WORK TASK =>
Scan the lines below for the string "rough" and copy every one that has it.

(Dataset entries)
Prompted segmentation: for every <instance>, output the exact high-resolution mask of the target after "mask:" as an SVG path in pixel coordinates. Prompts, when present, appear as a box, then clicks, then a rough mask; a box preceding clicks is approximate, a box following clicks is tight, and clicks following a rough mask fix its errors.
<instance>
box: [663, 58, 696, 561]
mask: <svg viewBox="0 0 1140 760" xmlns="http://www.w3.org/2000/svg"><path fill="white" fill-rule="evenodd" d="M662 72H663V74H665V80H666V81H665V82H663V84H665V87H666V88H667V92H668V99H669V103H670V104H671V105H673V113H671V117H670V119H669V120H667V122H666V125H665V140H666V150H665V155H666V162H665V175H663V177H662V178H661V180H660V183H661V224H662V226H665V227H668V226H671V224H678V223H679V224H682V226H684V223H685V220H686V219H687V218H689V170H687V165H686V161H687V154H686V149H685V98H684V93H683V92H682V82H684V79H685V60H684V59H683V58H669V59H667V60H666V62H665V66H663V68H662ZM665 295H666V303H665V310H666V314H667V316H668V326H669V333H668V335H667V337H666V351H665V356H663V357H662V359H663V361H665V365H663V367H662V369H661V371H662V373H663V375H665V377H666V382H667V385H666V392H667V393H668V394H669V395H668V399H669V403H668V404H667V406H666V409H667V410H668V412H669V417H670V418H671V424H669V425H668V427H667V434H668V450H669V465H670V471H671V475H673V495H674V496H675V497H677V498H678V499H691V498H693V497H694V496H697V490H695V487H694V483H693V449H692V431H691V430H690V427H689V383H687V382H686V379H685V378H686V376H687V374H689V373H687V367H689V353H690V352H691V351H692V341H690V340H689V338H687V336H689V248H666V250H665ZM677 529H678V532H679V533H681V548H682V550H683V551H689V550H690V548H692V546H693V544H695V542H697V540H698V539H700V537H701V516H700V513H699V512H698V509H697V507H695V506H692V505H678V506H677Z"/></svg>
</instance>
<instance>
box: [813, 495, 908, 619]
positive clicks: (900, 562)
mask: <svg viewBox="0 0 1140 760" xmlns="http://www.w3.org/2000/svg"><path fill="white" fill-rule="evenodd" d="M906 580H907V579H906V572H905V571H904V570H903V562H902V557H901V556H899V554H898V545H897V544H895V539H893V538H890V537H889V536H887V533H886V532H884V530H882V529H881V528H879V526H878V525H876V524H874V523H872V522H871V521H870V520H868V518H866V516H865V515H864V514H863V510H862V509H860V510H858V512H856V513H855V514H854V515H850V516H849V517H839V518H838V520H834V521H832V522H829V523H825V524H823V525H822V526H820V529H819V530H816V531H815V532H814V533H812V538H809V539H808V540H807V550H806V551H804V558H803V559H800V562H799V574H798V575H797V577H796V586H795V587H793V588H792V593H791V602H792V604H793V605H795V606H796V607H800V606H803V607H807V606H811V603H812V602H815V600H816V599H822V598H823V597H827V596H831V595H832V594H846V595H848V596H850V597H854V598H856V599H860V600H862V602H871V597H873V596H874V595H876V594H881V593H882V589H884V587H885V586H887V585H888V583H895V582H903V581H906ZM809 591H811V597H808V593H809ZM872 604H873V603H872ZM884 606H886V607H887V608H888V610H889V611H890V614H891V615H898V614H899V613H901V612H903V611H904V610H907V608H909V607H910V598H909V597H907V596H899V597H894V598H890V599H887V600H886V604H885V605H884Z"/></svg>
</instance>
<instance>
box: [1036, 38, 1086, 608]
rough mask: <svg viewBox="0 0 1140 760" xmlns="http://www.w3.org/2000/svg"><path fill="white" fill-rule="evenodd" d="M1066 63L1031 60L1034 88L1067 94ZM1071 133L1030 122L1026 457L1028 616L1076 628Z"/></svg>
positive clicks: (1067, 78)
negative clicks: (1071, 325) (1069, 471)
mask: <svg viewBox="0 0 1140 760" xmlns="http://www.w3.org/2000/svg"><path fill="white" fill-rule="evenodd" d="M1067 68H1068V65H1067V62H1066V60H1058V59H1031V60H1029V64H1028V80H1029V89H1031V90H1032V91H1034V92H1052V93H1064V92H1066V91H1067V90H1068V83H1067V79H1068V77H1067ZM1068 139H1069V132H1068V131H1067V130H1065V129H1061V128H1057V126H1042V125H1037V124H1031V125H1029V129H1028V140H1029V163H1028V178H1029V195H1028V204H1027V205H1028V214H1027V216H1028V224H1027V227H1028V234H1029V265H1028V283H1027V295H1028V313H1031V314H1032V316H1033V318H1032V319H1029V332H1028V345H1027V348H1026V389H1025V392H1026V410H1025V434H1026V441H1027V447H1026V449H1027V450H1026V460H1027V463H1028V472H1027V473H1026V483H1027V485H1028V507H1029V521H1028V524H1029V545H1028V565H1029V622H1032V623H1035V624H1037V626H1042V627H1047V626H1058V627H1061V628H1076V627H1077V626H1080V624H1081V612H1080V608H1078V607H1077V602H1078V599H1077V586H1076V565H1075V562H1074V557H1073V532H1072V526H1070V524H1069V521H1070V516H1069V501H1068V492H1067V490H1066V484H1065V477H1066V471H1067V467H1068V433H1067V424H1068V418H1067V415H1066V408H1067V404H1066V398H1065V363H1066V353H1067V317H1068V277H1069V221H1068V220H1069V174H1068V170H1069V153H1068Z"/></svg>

ANSWER SPACE =>
Prompted segmentation: for every <instance>, output the exact high-resolution mask of the target after "mask:" as an SVG path in pixel coordinates. Prompts, when present, appear as a box, then clicks, then a rough mask; a box preceding clicks is approximate, a box following clicks is tight, and clicks following a rough mask fix its errors.
rough mask: <svg viewBox="0 0 1140 760" xmlns="http://www.w3.org/2000/svg"><path fill="white" fill-rule="evenodd" d="M1066 63L1031 60L1034 88L1067 94ZM1071 133L1030 122L1026 457L1028 616L1076 628Z"/></svg>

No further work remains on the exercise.